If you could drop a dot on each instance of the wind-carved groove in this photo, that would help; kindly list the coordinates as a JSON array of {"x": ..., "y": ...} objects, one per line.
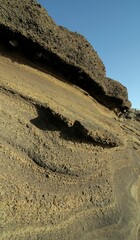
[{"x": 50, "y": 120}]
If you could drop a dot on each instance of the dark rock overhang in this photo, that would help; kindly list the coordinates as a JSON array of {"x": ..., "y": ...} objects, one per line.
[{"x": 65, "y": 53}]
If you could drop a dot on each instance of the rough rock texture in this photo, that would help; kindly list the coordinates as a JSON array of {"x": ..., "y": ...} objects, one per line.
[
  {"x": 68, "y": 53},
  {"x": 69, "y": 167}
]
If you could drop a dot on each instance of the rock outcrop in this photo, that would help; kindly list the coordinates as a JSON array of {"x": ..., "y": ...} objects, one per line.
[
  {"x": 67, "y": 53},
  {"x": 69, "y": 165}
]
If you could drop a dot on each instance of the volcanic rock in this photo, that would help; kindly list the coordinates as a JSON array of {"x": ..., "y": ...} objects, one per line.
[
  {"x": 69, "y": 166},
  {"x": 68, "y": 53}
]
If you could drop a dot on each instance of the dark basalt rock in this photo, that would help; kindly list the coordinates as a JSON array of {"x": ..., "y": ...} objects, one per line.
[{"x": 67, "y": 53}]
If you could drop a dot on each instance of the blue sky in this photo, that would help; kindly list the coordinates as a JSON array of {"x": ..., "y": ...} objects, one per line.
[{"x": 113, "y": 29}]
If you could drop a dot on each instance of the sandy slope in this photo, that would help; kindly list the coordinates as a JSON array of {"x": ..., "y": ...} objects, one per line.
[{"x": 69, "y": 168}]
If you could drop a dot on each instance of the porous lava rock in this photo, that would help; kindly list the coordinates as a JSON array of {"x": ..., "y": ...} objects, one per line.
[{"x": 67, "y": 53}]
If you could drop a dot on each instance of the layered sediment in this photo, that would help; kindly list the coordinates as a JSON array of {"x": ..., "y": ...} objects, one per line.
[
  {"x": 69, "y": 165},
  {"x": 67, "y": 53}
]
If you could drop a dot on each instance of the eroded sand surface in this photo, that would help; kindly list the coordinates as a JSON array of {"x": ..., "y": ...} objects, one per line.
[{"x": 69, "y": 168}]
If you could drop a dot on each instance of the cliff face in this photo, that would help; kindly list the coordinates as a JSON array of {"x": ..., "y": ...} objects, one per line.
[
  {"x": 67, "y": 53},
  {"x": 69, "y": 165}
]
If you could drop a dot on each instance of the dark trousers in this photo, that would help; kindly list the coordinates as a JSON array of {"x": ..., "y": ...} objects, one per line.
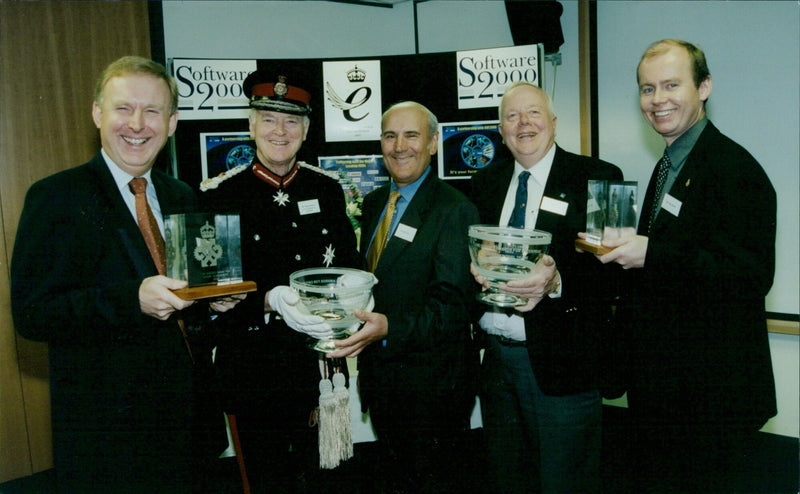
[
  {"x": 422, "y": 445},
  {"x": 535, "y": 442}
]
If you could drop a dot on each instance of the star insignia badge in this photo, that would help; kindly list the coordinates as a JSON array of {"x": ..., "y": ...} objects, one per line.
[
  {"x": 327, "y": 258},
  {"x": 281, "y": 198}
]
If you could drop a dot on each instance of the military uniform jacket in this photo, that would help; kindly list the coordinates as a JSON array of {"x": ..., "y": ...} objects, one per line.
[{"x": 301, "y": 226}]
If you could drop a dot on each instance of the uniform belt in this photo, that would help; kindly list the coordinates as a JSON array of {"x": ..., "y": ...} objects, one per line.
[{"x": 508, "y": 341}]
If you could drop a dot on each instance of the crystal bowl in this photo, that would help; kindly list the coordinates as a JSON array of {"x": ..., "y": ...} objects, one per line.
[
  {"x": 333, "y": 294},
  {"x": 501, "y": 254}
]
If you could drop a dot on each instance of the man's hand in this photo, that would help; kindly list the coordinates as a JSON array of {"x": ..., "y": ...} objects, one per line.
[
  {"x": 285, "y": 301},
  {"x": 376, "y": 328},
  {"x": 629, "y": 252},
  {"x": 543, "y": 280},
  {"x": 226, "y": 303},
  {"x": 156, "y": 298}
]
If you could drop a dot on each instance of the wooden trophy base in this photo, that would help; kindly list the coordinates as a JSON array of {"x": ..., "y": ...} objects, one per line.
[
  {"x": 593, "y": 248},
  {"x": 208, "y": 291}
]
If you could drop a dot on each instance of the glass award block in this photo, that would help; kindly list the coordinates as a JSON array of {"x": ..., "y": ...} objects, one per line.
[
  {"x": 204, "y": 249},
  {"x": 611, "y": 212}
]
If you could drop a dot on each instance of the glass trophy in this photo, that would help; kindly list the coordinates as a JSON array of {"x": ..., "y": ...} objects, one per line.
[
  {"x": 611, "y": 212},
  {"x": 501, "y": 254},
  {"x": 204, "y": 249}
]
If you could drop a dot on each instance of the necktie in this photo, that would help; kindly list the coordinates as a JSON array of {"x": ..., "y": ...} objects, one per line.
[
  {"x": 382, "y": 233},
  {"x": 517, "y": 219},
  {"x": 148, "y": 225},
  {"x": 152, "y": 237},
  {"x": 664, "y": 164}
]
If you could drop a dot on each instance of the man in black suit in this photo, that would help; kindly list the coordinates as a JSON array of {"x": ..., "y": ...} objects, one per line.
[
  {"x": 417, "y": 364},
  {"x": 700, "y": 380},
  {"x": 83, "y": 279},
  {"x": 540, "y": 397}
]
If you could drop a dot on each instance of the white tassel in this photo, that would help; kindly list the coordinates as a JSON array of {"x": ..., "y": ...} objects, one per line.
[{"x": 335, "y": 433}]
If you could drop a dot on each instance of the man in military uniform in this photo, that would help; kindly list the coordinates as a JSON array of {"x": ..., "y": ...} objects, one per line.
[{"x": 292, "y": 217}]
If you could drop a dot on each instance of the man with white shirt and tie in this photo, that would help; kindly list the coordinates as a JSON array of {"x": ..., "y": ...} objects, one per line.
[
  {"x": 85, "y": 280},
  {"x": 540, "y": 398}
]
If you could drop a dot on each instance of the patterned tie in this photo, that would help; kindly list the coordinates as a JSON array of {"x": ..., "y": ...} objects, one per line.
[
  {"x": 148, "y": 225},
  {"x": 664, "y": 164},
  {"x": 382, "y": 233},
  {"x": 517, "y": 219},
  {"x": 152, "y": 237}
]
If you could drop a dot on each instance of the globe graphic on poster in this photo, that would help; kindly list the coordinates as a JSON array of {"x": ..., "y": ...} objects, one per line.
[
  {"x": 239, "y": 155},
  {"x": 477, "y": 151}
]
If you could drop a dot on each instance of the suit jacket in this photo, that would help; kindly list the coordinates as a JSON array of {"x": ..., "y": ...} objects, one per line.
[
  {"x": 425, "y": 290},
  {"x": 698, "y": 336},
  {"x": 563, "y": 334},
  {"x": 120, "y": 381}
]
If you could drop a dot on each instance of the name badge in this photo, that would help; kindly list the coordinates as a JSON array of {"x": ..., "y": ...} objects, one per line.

■ **What is expected**
Transcribe every entry word for word, but skip the pictures.

■ **Reply to the exercise**
If you could drop a dot on each instance of the wind-carved groove in this photo, that would help; kindly list the coordinates as a JSON array of {"x": ..., "y": ...} objects, one per line.
[{"x": 50, "y": 120}]
If you could drop a dot on each instance of the dark rock overhang in this photo, that would help; kindly list the coordinates as a JSON array of {"x": ..., "y": ...} objects, one per line.
[{"x": 65, "y": 53}]
If you could drop a dot on each instance of the rough rock texture in this photo, that would help; kindly list the coordinates as a JSON array of {"x": ..., "y": ...} objects, one per line.
[
  {"x": 68, "y": 53},
  {"x": 69, "y": 167}
]
If you could drop a dot on each instance of the rock outcrop in this photo, that would help; kindly list the coordinates as a JSON array of {"x": ..., "y": ...} objects, one per line.
[
  {"x": 67, "y": 53},
  {"x": 69, "y": 165}
]
If you could drop a dot on each instance of the volcanic rock in this photo, that would help; kindly list the coordinates as a JSON array of {"x": ..., "y": ...} objects, one per line.
[
  {"x": 69, "y": 166},
  {"x": 68, "y": 53}
]
If you could drop a dot on each instance of the dark basalt rock in this photo, that would help; kindly list the coordinates as a JSON array of {"x": ..., "y": ...} objects, one per line.
[{"x": 67, "y": 53}]
If you could drop a dot on each instance of the blue sky in this photo, that would help; kindly list the coordinates as a JSON array of {"x": ..., "y": ...} objects, one per line.
[{"x": 113, "y": 29}]
If you could drop a dot on each instance of the sandy slope in this photo, that would help; kindly list the coordinates as a JSON array of {"x": ..., "y": ...} objects, one per line.
[{"x": 69, "y": 168}]
If you could drop a dot on each instance of the porous lava rock in this photo, that would help; kindly list the coordinates as a JSON array of {"x": ..., "y": ...} objects, one per line.
[{"x": 67, "y": 53}]
If you could drop a dot on each instance of the layered sediment in this photo, that would help; kindly list the coordinates as a JSON array of {"x": ..., "y": ...} objects, one per line.
[
  {"x": 69, "y": 165},
  {"x": 67, "y": 53}
]
If you could drop a dot on each instance of the eroded sand surface in this photo, that would help; kindly list the coordinates as a JSON array of {"x": ..., "y": ...} objects, one per line.
[{"x": 69, "y": 168}]
If you could drop a dot on each instance of the cliff face in this photo, that would help; kindly list the coordinates as a JSON array of {"x": ..., "y": ...} objects, one per line.
[
  {"x": 67, "y": 53},
  {"x": 69, "y": 165}
]
If you could drop a dot on each instance of the dark trousers in this photo, that would help; kindly list the coordinates as a JSON array of {"x": ..., "y": ...} objects, one per line.
[
  {"x": 422, "y": 445},
  {"x": 535, "y": 442}
]
If you could drop a dot on each instance of the star insignia badge in this photo, that would help; kindly list the coordinates as a JSON array of {"x": ..., "y": ...} objects, one per line.
[
  {"x": 327, "y": 258},
  {"x": 281, "y": 198}
]
If you could drop a dot on each instance of the military uniform jacket in this photo, that would help; kindly list the coordinates as a JSON array of {"x": ..., "y": ...} objects, one per line.
[{"x": 301, "y": 226}]
If you could drop a dot on each instance of the uniform belt in this photo, that would help; kindly list the coordinates as a JSON array of {"x": ..., "y": ...} objects, one per line.
[{"x": 508, "y": 341}]
If you could drop a dot on each instance of the crystal bowl in this photo, that would help; kindly list the coordinates as a JSON array of {"x": ..., "y": ...} objects, one per line.
[
  {"x": 333, "y": 294},
  {"x": 501, "y": 254}
]
If you could drop a dot on each instance of the man's hand in this photo, that would help; kindly list the coordinates as a JSON array of {"x": ..., "y": ...} objects, one per line.
[
  {"x": 285, "y": 301},
  {"x": 376, "y": 328},
  {"x": 629, "y": 252},
  {"x": 543, "y": 280},
  {"x": 226, "y": 303},
  {"x": 156, "y": 298}
]
If you could drop a dot on each instance of the wooden trophy base in this photo, that would help; kindly list the coordinates as a JSON array of {"x": ..., "y": ...} objects, one per line.
[
  {"x": 593, "y": 248},
  {"x": 208, "y": 291}
]
If you could drop a dot on each instance of the glass award block in this photo, that would help; kindly list the coordinates as a JSON array of {"x": ..., "y": ...} objects, one per line.
[
  {"x": 204, "y": 249},
  {"x": 611, "y": 212}
]
If you could drop a dot on each instance of the glass trophy in this photo, that would help; kindly list the coordinates as a JSON array of {"x": ..., "y": ...} objects, one per line.
[
  {"x": 611, "y": 212},
  {"x": 501, "y": 254},
  {"x": 204, "y": 249}
]
If you could drop a dot on each instance of the necktie in this photo, that would help; kindly list the coordinates as a JSON array of {"x": ..., "y": ...} objects, one per line.
[
  {"x": 382, "y": 233},
  {"x": 517, "y": 219},
  {"x": 148, "y": 225},
  {"x": 152, "y": 237},
  {"x": 664, "y": 164}
]
If you could drop a dot on each instance of the man in black suit in this photo, that would help; kindly list the coordinates as a JSON array of {"x": ..., "y": ...} objects, one per line.
[
  {"x": 417, "y": 364},
  {"x": 700, "y": 380},
  {"x": 83, "y": 279},
  {"x": 540, "y": 397}
]
If you could drop a dot on each instance of the white tassel in this photo, that would help; kindly list the coordinates as a JSON array of {"x": ..., "y": ...} objects, one per line.
[{"x": 335, "y": 433}]
If you could drop a dot on each instance of the man in military uniform in this photo, that would help; kindly list the coordinates as a JSON array of {"x": ..., "y": ...} objects, one per line.
[{"x": 292, "y": 217}]
If you could drop a dot on each instance of the man with white shirt and tie in this photo, that would help; kindly list the coordinates as a JSON array of {"x": ..., "y": ...} objects, one per line.
[
  {"x": 85, "y": 280},
  {"x": 540, "y": 398}
]
If you could drop a dot on each instance of the patterned tie in this photo, that would help; kindly list the coordinates as a JSON array of {"x": ..., "y": ...} objects, one per line.
[
  {"x": 148, "y": 225},
  {"x": 664, "y": 164},
  {"x": 382, "y": 233},
  {"x": 517, "y": 219},
  {"x": 152, "y": 237}
]
If you could drop a dot on each instance of the globe graphic on poster in this photo, that would help; kindly list the coordinates as a JSON array of {"x": ..., "y": ...} objects, one per line.
[
  {"x": 239, "y": 155},
  {"x": 477, "y": 151}
]
If you could drop a dot on each instance of the suit jacket in this photo, that would help; kindly list the coordinates as a JSON array of {"x": ..., "y": ...} objects, one per line.
[
  {"x": 425, "y": 290},
  {"x": 698, "y": 336},
  {"x": 563, "y": 334},
  {"x": 120, "y": 381}
]
If you could drop a dot on each instance of the name badge in this photo, that would help; kindly list the coordinates as a JSON array of {"x": ..., "y": ...} objects, one per line.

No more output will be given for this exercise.